[GIVEN RECORDS]

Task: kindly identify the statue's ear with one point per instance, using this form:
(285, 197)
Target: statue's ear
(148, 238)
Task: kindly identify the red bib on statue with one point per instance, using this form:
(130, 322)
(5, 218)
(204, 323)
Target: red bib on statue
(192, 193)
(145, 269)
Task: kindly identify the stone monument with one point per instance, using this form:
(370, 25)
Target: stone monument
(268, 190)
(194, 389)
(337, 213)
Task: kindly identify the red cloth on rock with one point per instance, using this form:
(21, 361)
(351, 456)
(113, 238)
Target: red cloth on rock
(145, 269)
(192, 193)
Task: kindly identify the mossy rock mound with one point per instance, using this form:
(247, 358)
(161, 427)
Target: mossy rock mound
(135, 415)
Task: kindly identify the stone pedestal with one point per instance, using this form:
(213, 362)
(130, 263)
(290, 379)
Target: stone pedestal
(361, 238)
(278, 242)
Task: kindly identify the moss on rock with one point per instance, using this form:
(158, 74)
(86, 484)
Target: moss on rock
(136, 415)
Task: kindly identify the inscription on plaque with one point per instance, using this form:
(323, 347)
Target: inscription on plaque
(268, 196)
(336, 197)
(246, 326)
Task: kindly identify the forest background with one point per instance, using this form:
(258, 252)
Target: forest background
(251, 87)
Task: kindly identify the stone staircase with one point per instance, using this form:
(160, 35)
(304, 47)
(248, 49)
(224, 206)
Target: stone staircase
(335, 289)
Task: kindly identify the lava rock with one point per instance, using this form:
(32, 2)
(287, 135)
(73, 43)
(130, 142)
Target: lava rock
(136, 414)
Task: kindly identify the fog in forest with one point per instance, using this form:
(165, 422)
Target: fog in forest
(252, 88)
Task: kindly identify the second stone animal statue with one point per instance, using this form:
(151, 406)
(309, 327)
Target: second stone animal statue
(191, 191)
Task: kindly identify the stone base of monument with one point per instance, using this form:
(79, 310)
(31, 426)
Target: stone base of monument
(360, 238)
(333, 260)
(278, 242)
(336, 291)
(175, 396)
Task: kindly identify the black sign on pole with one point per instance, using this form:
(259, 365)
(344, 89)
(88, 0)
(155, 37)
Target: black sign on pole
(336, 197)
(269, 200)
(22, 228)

[/GIVEN RECORDS]

# [ABOUT THIS TASK]
Every entry must be duplicated exactly as it stands.

# [ANSWER BOX]
Task: kindly identify the statue's ear with one point per instance, using this form:
(285, 197)
Target: statue's ear
(148, 238)
Task: kindly identify the red bib on statue with one point per instance, using this form:
(130, 322)
(5, 218)
(204, 323)
Target: red bib on statue
(192, 193)
(145, 269)
Task: kindly identify the stone monument with one point per instance, using this form:
(370, 25)
Target: stone monument
(268, 190)
(194, 389)
(337, 213)
Task: kindly identify the red cloth on rock with one point per instance, using this form:
(21, 361)
(351, 456)
(113, 238)
Target: red cloth on rock
(145, 269)
(192, 193)
Task: kindly identify the mossy rock mound with one point per instance, using this form:
(247, 358)
(161, 427)
Target: mossy rock mound
(135, 415)
Task: kindly identify the stone pedestal with one point per instance, using this form:
(213, 362)
(130, 263)
(290, 379)
Target: stone pedestal
(361, 238)
(278, 242)
Task: kindly identify the moss on rock with one point per instance, using this form:
(158, 74)
(86, 484)
Target: moss on rock
(136, 415)
Task: kindly identify the inscription on plaque with one point per instance, using this form:
(323, 347)
Target: inscription on plaque
(268, 196)
(336, 197)
(246, 326)
Task: kindly identify the forest background with one point per instance, using this form:
(258, 252)
Target: forest background
(251, 87)
Task: kindly identify the stone staircase with one point per instance, using this form:
(160, 35)
(304, 47)
(248, 49)
(224, 206)
Target: stone staircase
(335, 289)
Task: kindly identify the lava rock with one point per instance, using this form:
(32, 2)
(287, 135)
(73, 43)
(130, 142)
Target: lava rock
(136, 414)
Task: kindly identify the fog in forest with one point per instance, using this form:
(165, 422)
Target: fog in forest
(252, 88)
Task: kindly identify the second stone animal statue with one point per instance, using this form:
(151, 406)
(309, 327)
Target: second stone animal statue
(191, 191)
Task: kindly identify the stone base of monument with one point per instance, using this form:
(79, 310)
(31, 426)
Target: stone base of monument
(360, 238)
(333, 260)
(278, 242)
(336, 291)
(175, 396)
Task: kindly identify the black sign on pole with one point per instance, using this form:
(259, 365)
(344, 89)
(88, 0)
(155, 37)
Target: black sign on pole
(336, 197)
(269, 200)
(22, 228)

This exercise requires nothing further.